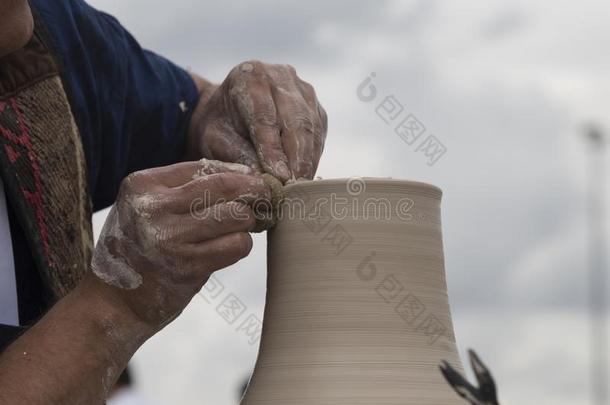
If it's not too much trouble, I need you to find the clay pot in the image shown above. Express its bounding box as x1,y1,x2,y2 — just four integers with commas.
242,178,462,405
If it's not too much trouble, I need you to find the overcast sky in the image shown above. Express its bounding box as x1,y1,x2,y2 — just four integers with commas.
86,0,610,405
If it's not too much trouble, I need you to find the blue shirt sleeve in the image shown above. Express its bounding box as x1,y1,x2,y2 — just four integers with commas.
30,0,198,210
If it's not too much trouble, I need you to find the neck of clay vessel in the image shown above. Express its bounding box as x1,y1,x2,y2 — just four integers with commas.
242,179,461,405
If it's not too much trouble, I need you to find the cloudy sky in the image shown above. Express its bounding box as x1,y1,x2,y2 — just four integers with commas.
91,0,610,405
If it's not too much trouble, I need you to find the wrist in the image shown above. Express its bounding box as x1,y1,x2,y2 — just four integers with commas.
73,273,155,352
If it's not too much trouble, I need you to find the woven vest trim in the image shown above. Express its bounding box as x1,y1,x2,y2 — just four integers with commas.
0,24,93,299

####

WORK INSTRUCTIONS: From the material above, pull out every line that contains the word "clay", treating uppercase and lowercase as different.

SOLUTION FOR THIS EXERCISE:
If it's not too much trouble, I need you to find the clay pot in the image shown above. Express its bounding box as x1,y1,x2,y2 — just four integers with commas.
If it's not too much trouble, I need you to find the neck of clay vessel in the image shown above. Express its bounding box as x1,y1,x2,y2 — just four integers with commas.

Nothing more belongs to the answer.